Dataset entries
---

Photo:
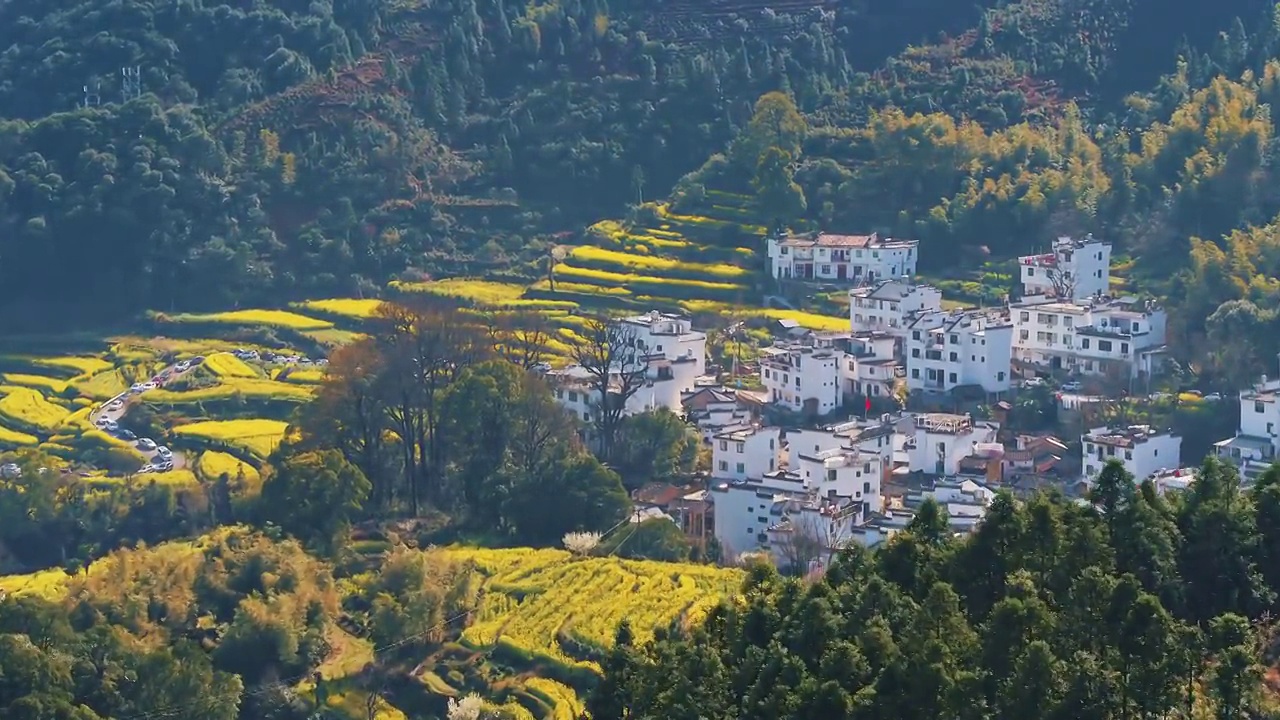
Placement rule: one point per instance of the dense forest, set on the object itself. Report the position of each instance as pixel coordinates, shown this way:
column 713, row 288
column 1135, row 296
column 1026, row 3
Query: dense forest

---

> **Problem to solve**
Reproduce the records above exactly, starting with the line that contains "column 713, row 288" and ending with the last line.

> **Solution to the problem**
column 713, row 288
column 1135, row 296
column 1026, row 3
Query: dense forest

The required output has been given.